The Living God

Throughout the years, members of St. Stephen have shared how God has worked within their lives. We intend to share these testimonies with the wider community. Previous stories, along with other writings from members of St. Stephen, are at the bottom of the page.

A Witness Story

Good morning!

My name is Lisa Mellott.

This morning I would like to share a story about a recent experience I had that began when I invited an unsaved family to church.

Mychal F. Judge, the fire department chaplain who died in the world trade center attack on September 11th,carried a prayer in his pocket. It is affectionately known to firemen as Mychal’s prayer:

Lord, take me where you want me to go;
Let me meet who you want me to meet;
Tell me what you want me to say,
and Keep me out of your way.

The great commission in Matthew 28 tells us that Jesus, speaking to his disciples said, “All authority in heaven and on earth has been given to me. Therefore go and make disciples of all nations, baptizing them in the name of the father and of the son and of the Holy Spirit, and teaching them to obey everything I have commanded you.”

Last Sunday Pastor John asked the question, “Why as Christians are we so reluctant to share our faith with others?” The first answer that comes to my mind is fear. There have been times I have been reluctant to invite people to church. In the past, I have had a hard time sharing my faith with others. What if someone were to ask a question that I didn’t have an answer to? What if the person I was sharing with rejected what I had to say and, ultimately, rejected me?

### What you should do
In the witness story above, what does Pastor John ask last Sunday? The entries that follow were taken from a different source than the text above.

### Data extract

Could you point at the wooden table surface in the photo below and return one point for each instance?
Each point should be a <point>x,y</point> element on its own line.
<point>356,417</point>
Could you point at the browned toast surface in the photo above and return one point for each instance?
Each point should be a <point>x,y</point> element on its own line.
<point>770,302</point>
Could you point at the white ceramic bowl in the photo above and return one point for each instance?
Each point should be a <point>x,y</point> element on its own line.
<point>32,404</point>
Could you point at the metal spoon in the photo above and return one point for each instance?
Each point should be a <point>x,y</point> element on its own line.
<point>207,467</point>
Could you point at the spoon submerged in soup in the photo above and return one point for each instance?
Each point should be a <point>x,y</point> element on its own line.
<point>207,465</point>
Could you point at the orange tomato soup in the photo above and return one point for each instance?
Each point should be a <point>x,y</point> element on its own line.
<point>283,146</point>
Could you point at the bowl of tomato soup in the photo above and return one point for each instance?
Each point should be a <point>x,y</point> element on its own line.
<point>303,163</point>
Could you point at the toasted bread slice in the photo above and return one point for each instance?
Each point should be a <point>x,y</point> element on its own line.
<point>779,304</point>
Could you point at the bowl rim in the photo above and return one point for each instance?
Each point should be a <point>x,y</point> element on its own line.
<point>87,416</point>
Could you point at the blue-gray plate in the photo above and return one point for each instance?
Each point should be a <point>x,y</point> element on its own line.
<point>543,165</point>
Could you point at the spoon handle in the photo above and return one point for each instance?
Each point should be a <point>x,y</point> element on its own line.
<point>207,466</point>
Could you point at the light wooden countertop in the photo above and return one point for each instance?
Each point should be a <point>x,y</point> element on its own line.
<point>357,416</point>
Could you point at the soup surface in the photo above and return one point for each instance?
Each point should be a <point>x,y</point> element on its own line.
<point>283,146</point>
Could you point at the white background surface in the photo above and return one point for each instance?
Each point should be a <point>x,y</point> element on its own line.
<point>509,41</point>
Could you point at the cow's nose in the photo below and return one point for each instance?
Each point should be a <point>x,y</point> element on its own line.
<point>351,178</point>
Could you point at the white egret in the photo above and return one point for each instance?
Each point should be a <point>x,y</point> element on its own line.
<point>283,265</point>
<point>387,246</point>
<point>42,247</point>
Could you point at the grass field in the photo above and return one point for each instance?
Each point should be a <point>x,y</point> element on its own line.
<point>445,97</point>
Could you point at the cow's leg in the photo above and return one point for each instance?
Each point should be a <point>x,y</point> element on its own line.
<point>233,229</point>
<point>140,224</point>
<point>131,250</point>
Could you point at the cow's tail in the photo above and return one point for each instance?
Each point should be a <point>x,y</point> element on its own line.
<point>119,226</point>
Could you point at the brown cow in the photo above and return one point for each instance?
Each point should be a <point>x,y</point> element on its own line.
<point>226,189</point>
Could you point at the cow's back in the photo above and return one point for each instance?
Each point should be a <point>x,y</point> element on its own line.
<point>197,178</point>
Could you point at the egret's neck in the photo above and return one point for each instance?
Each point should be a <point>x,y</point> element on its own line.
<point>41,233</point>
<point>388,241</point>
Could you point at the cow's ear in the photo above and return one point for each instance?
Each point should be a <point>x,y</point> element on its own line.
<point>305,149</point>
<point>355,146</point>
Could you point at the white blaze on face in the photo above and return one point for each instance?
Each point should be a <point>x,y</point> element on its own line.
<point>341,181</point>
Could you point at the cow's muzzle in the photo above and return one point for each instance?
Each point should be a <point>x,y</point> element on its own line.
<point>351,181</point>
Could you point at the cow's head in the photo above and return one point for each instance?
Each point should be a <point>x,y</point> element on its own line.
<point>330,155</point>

### Response
"Why as Christians are we so reluctant to share our faith with others?"